## Exercise
Count the lines below that contain the string "green", treating uppercase and lowercase as distinct. Give only the number.

+++

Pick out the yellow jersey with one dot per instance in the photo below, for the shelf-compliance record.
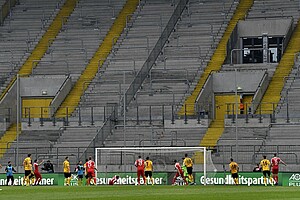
(148, 165)
(66, 166)
(234, 167)
(265, 163)
(188, 162)
(27, 164)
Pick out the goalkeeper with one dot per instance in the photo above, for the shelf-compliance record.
(185, 173)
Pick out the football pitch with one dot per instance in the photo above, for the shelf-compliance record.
(149, 192)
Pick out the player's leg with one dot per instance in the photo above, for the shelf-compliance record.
(174, 178)
(182, 175)
(265, 177)
(271, 179)
(139, 176)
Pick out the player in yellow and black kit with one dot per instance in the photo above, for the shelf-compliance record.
(266, 164)
(29, 175)
(234, 169)
(67, 171)
(188, 162)
(149, 169)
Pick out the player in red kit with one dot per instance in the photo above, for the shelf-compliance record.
(37, 174)
(179, 172)
(90, 168)
(140, 165)
(275, 161)
(113, 180)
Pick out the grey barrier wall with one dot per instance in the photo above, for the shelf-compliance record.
(61, 94)
(6, 8)
(144, 71)
(206, 96)
(261, 89)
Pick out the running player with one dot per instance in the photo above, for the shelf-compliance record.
(149, 169)
(265, 164)
(140, 165)
(80, 171)
(27, 164)
(179, 172)
(9, 173)
(113, 180)
(234, 168)
(67, 171)
(188, 162)
(90, 167)
(275, 161)
(37, 174)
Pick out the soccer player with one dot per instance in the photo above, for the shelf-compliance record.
(80, 171)
(67, 171)
(90, 166)
(275, 161)
(179, 172)
(9, 173)
(140, 165)
(27, 164)
(265, 164)
(234, 168)
(37, 174)
(188, 162)
(113, 180)
(149, 169)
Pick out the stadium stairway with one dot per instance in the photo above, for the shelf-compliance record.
(283, 69)
(218, 57)
(42, 46)
(9, 136)
(73, 98)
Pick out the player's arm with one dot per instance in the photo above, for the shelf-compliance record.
(282, 162)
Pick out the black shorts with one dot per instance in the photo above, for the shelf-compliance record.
(27, 172)
(80, 176)
(235, 175)
(67, 175)
(266, 172)
(189, 170)
(148, 174)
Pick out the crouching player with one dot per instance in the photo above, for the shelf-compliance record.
(113, 180)
(179, 172)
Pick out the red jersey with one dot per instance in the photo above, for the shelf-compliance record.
(178, 167)
(140, 164)
(36, 167)
(90, 165)
(275, 161)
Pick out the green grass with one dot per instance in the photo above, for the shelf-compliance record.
(149, 192)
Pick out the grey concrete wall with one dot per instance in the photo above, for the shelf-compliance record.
(33, 86)
(61, 94)
(224, 82)
(273, 27)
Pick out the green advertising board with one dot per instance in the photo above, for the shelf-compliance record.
(248, 178)
(219, 178)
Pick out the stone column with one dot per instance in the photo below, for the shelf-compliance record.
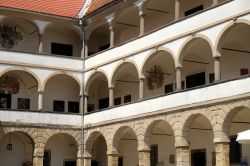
(217, 72)
(177, 9)
(112, 36)
(182, 156)
(141, 89)
(178, 79)
(144, 157)
(81, 103)
(113, 159)
(85, 103)
(142, 23)
(86, 50)
(222, 154)
(40, 49)
(111, 96)
(215, 2)
(40, 100)
(87, 161)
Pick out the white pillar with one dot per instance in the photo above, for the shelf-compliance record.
(40, 49)
(40, 100)
(217, 70)
(178, 79)
(142, 23)
(111, 96)
(112, 36)
(177, 9)
(141, 89)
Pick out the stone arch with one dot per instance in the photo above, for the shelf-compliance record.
(118, 66)
(60, 73)
(90, 140)
(187, 125)
(34, 75)
(150, 127)
(118, 135)
(70, 27)
(225, 31)
(180, 55)
(92, 76)
(151, 56)
(230, 113)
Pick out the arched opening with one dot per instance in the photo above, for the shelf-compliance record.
(127, 25)
(16, 149)
(19, 90)
(158, 13)
(99, 39)
(62, 40)
(197, 63)
(189, 7)
(98, 92)
(161, 141)
(159, 72)
(125, 141)
(98, 149)
(61, 94)
(199, 134)
(25, 39)
(239, 122)
(126, 83)
(60, 149)
(234, 48)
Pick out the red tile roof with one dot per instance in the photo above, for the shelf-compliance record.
(68, 8)
(96, 4)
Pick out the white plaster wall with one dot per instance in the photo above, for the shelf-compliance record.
(179, 99)
(60, 87)
(41, 60)
(62, 148)
(198, 21)
(21, 150)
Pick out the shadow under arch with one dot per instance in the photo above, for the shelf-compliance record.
(22, 69)
(225, 31)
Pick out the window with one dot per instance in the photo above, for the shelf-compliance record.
(104, 103)
(127, 99)
(73, 107)
(104, 47)
(194, 10)
(61, 49)
(5, 100)
(58, 106)
(69, 163)
(235, 151)
(91, 107)
(46, 157)
(120, 161)
(118, 101)
(195, 80)
(211, 78)
(23, 103)
(169, 88)
(243, 72)
(154, 155)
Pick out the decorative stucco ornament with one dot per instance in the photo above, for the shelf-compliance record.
(9, 85)
(9, 36)
(155, 78)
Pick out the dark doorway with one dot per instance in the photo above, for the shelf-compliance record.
(198, 157)
(94, 163)
(5, 100)
(70, 163)
(103, 103)
(195, 80)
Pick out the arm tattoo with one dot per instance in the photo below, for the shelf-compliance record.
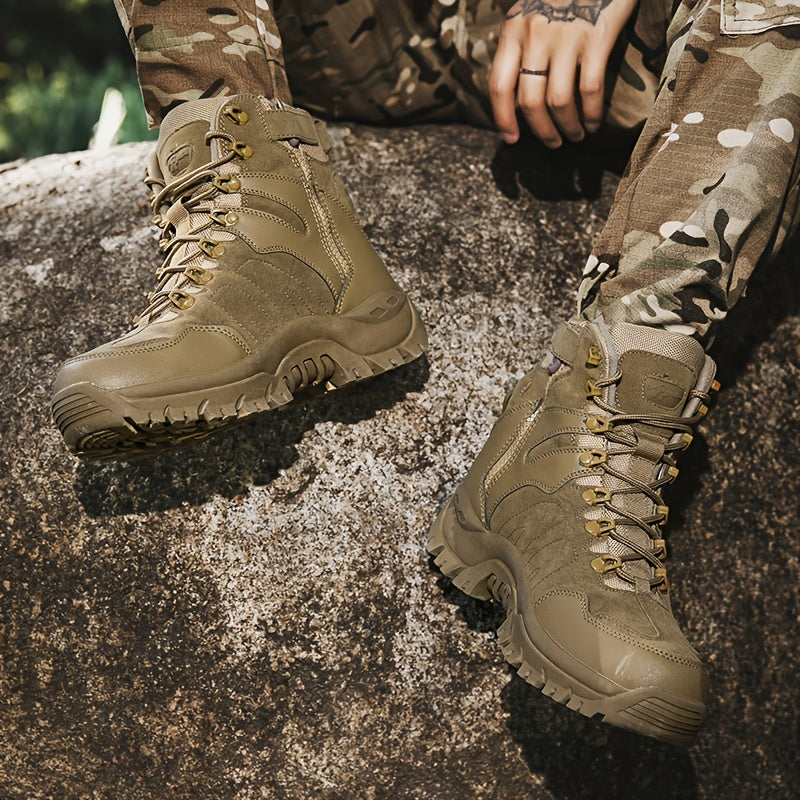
(560, 10)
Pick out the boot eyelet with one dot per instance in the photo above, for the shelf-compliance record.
(673, 473)
(182, 300)
(596, 496)
(593, 357)
(598, 424)
(211, 248)
(223, 217)
(593, 458)
(198, 275)
(592, 389)
(600, 527)
(227, 183)
(606, 563)
(236, 115)
(661, 575)
(242, 150)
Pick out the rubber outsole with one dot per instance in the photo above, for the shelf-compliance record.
(100, 425)
(650, 711)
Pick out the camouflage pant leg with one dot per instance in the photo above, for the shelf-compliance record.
(711, 189)
(368, 60)
(382, 62)
(185, 50)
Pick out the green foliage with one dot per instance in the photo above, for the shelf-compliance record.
(55, 113)
(57, 58)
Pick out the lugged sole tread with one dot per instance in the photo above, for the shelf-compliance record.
(652, 715)
(175, 425)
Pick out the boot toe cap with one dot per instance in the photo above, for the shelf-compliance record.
(612, 655)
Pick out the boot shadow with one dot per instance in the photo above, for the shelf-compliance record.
(572, 172)
(586, 758)
(578, 757)
(251, 453)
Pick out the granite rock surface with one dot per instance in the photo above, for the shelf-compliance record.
(255, 617)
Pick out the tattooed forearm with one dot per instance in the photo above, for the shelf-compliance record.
(560, 10)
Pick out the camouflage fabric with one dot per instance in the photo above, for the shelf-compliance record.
(358, 59)
(711, 190)
(188, 50)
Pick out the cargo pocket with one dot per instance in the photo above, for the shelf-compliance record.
(739, 16)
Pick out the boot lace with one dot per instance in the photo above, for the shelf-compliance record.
(625, 443)
(173, 206)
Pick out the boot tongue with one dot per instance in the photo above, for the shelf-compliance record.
(182, 140)
(659, 369)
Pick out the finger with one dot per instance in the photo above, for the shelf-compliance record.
(503, 81)
(531, 96)
(591, 84)
(561, 92)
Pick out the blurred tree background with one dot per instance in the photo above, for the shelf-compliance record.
(57, 58)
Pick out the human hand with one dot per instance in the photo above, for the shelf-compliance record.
(546, 47)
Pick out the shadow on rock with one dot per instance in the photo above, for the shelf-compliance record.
(482, 616)
(249, 454)
(772, 295)
(585, 758)
(572, 172)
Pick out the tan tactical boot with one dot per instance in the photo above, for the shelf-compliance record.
(560, 519)
(269, 286)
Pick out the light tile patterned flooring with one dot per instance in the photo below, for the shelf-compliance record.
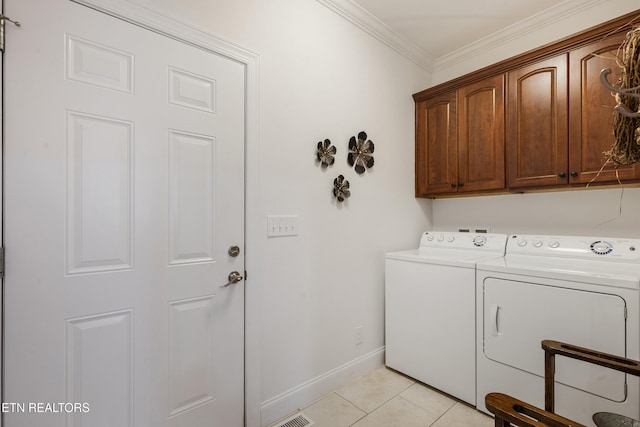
(385, 398)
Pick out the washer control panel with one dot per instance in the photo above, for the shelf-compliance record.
(613, 248)
(462, 240)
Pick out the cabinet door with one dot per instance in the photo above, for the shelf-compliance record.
(481, 135)
(591, 114)
(436, 146)
(537, 128)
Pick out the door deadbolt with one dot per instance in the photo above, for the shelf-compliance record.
(234, 277)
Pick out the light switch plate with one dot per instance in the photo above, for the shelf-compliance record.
(282, 225)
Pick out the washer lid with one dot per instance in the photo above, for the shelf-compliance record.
(617, 274)
(454, 258)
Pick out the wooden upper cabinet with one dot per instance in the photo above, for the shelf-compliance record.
(591, 114)
(537, 125)
(460, 140)
(436, 145)
(481, 135)
(540, 120)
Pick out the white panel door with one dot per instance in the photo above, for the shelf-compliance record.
(124, 179)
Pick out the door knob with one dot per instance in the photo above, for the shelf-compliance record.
(234, 277)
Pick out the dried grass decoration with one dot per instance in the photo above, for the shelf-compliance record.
(626, 118)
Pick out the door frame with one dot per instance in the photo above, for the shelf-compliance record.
(182, 32)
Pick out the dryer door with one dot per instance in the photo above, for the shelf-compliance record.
(519, 315)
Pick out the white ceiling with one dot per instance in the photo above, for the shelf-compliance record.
(437, 27)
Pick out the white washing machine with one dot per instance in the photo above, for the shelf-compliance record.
(581, 290)
(430, 309)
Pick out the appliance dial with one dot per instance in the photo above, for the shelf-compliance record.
(601, 247)
(479, 240)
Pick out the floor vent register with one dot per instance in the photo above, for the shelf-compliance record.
(297, 420)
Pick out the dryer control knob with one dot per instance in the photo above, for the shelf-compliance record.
(479, 240)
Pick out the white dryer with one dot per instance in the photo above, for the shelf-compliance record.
(581, 290)
(430, 309)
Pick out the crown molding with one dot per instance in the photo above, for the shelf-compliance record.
(378, 29)
(369, 23)
(513, 32)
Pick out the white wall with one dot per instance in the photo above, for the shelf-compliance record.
(320, 78)
(595, 211)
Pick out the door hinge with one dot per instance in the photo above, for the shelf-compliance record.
(3, 20)
(1, 262)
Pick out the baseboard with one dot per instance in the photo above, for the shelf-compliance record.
(302, 395)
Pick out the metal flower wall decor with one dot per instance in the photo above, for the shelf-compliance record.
(360, 156)
(361, 153)
(325, 153)
(341, 188)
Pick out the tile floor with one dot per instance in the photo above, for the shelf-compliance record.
(385, 398)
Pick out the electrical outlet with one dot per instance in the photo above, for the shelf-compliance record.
(359, 335)
(282, 225)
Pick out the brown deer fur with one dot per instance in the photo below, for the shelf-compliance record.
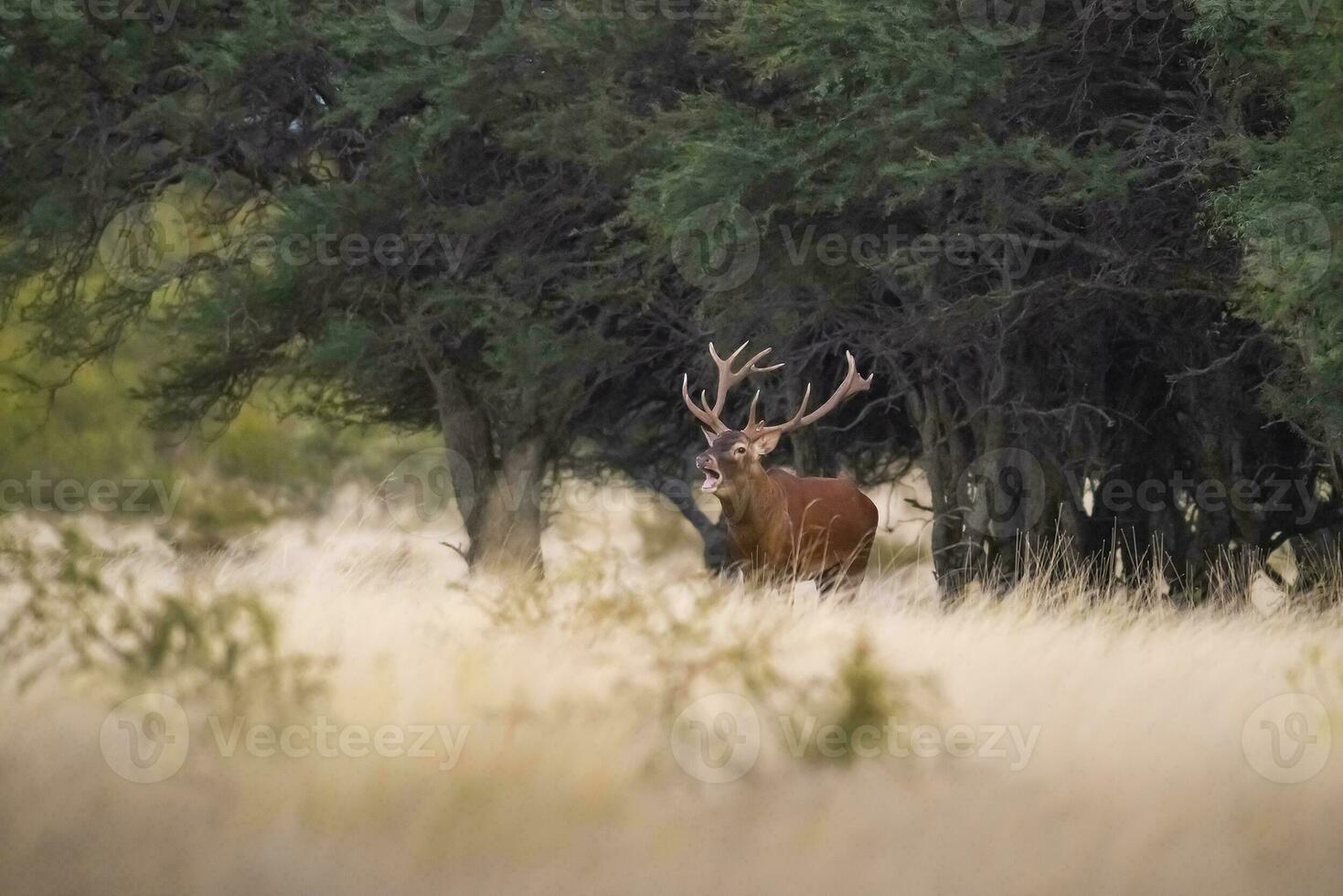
(783, 526)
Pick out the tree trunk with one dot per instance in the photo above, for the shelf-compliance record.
(498, 493)
(506, 527)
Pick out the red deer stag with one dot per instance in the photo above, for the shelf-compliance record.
(782, 526)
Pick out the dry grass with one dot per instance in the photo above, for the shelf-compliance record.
(569, 696)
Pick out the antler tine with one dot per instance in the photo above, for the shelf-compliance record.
(728, 378)
(709, 415)
(852, 384)
(751, 421)
(707, 420)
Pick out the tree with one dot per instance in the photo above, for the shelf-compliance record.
(406, 226)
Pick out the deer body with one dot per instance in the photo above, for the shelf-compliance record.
(802, 527)
(782, 526)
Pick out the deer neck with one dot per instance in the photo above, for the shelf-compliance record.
(756, 509)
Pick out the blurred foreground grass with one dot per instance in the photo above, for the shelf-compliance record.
(629, 726)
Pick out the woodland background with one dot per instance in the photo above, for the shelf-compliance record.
(1082, 246)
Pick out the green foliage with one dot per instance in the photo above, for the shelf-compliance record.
(1287, 209)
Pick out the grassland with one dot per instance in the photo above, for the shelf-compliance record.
(1048, 741)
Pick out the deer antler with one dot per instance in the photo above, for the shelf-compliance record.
(727, 379)
(852, 384)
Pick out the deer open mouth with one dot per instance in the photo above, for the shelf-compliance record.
(710, 475)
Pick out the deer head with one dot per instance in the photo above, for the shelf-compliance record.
(732, 460)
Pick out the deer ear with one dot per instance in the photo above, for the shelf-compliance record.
(766, 443)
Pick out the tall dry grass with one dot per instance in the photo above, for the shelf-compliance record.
(1134, 759)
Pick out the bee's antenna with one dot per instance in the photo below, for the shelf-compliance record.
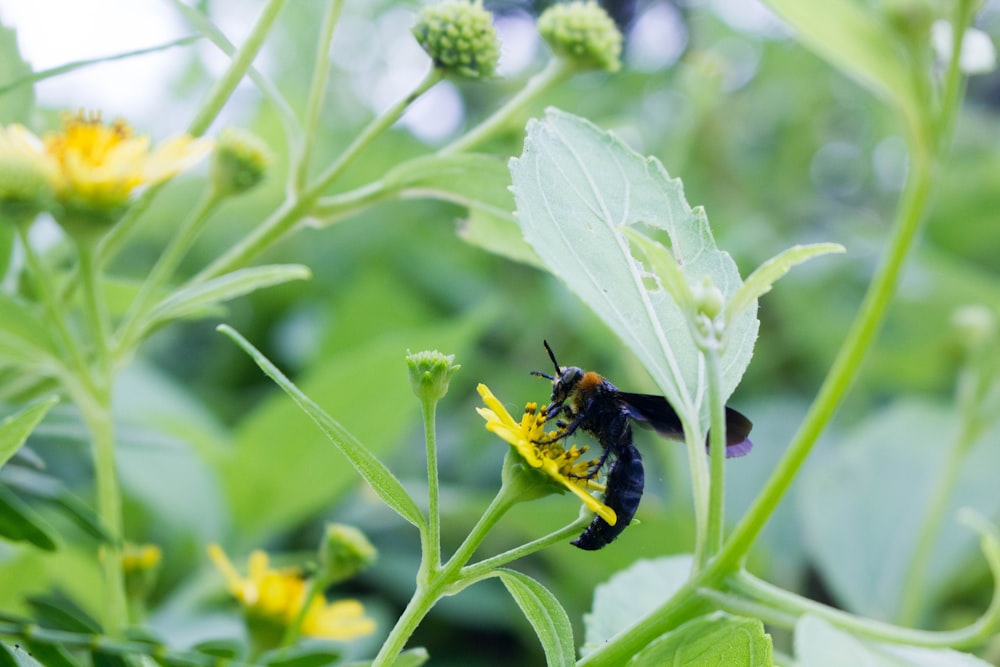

+++

## Solution for this exercise
4